Extract each line from the items below that contains the word "grey".

——————

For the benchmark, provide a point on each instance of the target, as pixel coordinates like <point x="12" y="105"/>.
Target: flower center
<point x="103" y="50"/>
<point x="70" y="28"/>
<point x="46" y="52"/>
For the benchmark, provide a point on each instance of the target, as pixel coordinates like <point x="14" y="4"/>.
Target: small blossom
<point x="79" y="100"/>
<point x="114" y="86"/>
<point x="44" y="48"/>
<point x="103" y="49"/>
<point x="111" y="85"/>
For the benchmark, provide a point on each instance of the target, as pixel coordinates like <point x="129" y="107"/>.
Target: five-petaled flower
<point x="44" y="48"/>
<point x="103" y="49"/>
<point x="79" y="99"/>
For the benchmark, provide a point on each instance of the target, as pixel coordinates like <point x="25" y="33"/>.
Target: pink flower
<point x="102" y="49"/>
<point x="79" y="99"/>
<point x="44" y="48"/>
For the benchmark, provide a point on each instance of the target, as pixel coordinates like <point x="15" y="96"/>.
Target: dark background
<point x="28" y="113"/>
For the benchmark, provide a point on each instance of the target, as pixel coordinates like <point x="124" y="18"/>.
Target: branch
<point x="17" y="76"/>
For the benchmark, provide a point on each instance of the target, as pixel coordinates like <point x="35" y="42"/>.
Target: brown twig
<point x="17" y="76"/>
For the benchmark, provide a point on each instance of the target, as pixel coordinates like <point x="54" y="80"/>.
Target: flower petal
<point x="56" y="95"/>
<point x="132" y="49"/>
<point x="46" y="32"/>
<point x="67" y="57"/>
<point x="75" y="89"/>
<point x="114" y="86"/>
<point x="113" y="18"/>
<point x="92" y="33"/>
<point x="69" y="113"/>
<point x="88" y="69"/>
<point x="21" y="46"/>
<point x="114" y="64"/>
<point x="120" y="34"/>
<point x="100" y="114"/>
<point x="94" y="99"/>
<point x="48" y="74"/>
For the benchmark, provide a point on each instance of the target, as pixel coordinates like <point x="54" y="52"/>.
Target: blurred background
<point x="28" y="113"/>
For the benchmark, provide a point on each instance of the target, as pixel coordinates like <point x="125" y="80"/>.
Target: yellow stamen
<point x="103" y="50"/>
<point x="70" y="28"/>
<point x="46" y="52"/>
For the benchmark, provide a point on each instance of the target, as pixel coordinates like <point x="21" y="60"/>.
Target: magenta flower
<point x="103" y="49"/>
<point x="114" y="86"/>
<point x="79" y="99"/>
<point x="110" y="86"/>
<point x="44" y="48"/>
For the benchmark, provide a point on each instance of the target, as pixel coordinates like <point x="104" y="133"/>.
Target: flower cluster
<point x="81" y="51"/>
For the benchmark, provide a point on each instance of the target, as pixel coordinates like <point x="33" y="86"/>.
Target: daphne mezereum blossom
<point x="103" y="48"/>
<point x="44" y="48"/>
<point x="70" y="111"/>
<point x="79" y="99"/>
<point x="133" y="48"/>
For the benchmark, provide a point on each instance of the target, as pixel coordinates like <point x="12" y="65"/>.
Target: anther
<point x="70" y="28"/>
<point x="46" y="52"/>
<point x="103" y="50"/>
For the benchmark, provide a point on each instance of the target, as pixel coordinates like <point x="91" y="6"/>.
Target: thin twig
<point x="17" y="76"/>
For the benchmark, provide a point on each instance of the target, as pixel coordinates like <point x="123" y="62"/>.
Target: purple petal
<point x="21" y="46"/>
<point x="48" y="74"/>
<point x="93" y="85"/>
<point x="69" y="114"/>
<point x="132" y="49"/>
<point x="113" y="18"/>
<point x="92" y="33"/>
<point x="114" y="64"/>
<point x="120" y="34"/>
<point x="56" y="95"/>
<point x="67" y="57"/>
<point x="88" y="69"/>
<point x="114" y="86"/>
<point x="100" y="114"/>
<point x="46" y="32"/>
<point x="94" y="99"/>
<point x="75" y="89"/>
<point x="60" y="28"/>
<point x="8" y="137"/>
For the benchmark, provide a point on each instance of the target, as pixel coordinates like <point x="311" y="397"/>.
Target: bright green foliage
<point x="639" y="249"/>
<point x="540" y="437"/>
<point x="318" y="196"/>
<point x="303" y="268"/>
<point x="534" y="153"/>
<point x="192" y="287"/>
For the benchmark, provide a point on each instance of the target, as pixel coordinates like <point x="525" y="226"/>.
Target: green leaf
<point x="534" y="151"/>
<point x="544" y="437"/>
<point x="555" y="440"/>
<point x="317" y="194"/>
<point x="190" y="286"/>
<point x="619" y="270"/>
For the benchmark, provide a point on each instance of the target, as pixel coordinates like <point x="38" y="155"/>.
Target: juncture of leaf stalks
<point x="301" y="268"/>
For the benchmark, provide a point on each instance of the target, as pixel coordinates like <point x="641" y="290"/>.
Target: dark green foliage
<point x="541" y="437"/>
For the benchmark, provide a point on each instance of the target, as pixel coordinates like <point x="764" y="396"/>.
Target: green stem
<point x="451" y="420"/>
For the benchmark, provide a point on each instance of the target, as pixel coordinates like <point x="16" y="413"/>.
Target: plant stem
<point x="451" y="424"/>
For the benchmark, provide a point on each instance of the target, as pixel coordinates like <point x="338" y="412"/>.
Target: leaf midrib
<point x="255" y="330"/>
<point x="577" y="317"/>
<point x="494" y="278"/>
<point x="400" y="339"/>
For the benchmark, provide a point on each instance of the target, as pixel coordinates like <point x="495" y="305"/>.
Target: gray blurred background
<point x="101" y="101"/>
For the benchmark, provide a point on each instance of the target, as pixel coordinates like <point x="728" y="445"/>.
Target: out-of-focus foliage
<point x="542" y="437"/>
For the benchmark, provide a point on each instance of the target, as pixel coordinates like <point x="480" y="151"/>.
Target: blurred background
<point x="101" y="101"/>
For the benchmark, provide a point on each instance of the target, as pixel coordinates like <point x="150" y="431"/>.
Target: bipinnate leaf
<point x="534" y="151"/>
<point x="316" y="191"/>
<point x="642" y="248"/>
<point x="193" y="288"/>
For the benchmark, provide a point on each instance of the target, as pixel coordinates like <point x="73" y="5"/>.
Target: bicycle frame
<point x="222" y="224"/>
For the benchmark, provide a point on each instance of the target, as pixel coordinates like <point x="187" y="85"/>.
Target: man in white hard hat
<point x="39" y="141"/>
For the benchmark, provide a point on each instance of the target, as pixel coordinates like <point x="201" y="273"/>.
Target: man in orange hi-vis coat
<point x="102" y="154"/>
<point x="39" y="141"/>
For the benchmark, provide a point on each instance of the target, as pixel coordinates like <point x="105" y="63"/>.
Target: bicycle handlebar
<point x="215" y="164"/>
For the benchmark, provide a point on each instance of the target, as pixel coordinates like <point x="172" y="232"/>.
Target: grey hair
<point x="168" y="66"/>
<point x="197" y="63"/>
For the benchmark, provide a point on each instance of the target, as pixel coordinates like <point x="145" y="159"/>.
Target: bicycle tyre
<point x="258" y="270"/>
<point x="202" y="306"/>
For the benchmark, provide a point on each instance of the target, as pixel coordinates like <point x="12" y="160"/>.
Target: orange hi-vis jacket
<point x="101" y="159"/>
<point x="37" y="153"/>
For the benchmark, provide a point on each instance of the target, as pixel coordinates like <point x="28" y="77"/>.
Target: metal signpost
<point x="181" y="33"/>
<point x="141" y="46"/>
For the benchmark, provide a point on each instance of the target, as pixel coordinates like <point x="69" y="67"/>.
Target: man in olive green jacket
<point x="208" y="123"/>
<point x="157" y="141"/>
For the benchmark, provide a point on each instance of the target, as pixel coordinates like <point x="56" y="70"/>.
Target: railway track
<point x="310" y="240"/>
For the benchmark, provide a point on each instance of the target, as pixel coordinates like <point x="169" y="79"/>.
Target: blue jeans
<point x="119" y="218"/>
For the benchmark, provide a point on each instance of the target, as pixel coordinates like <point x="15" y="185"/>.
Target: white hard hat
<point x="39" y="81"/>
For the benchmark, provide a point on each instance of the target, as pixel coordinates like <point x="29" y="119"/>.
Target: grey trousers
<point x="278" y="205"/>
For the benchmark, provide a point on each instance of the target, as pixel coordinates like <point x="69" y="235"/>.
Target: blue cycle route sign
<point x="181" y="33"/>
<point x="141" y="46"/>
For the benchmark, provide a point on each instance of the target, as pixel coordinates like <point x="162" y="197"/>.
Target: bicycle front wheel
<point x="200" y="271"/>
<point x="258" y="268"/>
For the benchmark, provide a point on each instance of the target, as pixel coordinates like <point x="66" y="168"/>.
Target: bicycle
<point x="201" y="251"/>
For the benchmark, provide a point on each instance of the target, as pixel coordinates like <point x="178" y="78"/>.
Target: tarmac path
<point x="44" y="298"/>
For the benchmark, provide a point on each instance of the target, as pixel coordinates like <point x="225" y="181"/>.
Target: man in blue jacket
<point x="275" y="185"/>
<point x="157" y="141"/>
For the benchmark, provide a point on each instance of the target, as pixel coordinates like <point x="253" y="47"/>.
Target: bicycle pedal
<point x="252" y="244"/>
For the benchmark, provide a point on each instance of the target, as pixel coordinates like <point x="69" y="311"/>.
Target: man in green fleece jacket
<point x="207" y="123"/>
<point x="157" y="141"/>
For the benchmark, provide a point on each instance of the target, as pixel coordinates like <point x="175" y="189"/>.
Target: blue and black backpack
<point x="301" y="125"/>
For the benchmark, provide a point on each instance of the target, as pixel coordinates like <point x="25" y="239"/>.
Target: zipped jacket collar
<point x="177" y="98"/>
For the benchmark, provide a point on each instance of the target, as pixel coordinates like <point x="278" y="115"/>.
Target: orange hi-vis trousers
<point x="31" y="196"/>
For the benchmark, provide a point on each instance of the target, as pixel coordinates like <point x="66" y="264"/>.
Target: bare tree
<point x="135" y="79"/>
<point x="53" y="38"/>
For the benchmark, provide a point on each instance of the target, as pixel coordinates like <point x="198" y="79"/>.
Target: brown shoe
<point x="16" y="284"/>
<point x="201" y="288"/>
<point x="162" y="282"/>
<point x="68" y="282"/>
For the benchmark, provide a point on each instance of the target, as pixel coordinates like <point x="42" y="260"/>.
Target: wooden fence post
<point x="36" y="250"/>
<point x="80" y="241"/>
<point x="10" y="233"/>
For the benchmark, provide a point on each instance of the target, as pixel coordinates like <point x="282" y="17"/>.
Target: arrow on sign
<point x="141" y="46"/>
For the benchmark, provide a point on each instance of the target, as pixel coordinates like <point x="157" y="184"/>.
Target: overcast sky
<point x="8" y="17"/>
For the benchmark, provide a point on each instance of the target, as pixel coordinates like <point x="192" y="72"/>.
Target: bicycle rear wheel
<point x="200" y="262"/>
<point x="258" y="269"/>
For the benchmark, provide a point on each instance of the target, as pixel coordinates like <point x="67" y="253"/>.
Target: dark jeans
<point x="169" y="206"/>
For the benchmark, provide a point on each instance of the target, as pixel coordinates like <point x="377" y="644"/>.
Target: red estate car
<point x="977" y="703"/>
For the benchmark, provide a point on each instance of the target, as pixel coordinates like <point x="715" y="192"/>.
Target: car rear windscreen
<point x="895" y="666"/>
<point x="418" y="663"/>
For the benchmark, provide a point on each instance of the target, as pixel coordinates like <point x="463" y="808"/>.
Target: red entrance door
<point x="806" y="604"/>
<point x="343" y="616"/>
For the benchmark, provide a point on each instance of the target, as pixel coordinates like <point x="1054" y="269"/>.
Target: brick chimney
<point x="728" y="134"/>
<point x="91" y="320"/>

——————

> **Worked answer**:
Target: grey hair
Target: grey trousers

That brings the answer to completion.